• **WHAT TO PRODUCE**
Retype each of the items below line for line, changing nothing.

• **EXERCISE DATA**

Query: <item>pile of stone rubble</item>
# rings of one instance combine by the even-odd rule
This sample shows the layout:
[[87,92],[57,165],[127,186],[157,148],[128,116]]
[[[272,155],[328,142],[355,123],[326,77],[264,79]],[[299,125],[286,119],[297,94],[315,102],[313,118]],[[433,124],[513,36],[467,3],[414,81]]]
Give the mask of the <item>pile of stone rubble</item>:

• **RESULT**
Query: <item>pile of stone rubble</item>
# rings of one instance combine by the even-odd rule
This sample shows the layout:
[[87,92],[57,165],[127,186],[157,148],[128,116]]
[[[272,155],[328,142],[355,123],[326,77],[264,79]],[[299,125],[286,119],[297,94],[315,102],[313,118]],[[433,124],[513,36],[467,3],[414,81]]]
Give the mask of the <item>pile of stone rubble</item>:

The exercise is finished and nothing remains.